Sammy Davis Jr. to Open Atlanta Jewish Film Fest

A documentary about the Jewish entertainer will start the 23-day event, which will end with "The Last Suit."

The Atlanta Jewish Film Festival will open Jan. 24 with Sammy Davis Jr. and close Feb. 15 with the story of an elderly Holocaust survivor searching for the person who saved his life, both at the Cobb Energy Performing Arts Centre.

The festival announced the films for its opening, closing and young professionals nights Thursday, Dec. 28, raising to 11 the number of feature films revealed for the 18th annual festival. The full lineup of more than 50 features and more than 20 shorts will be announced Friday, Jan. 5.

The festival will begin with the documentary “Sammy Davis Jr.: I’ve Gotta Be Me,” a tribute to the Jewish entertainer in all his complexities and contradictions. The film uses performance clips, rare photographs, and interviews with such celebrities as Billy Crystal, Whoopi Goldberg, Norman Lear, Jerry Lewis and Kim Novak.

Filmmaker Sam Pollard will participate in a discussion after the 7:30 p.m. screening Jan. 24. Admission to the screening, including parking, costs $36.

The festival will close with a screening of “The Last Suit” at 7 p.m. Feb. 15. An 88-year-old Jewish tailor leaves his home in Argentina to visit Poland in the hope of finding the man who saved him during the Holocaust.

Information supplied -
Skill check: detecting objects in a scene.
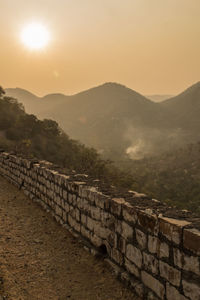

Work to do -
1. Reproduce the part of the film festival article that begins at the words "The Atlanta Jewish" and stops after "Performing Arts Centre.".
2. Answer these questions from the film festival article:
(a) On what date will the festival open?
(b) Which filmmaker will take part in a discussion after the opening-night screening?
(c) How old is the tailor in "The Last Suit"?
The material plays no role here.

Task-by-task results -
1.
The Atlanta Jewish Film Festival will open Jan. 24 with Sammy Davis Jr. and close Feb. 15 with the story of an elderly Holocaust survivor searching for the person who saved his life, both at the Cobb Energy Performing Arts Centre.

2.
(a) Jan. 24
(b) Sam Pollard
(c) 88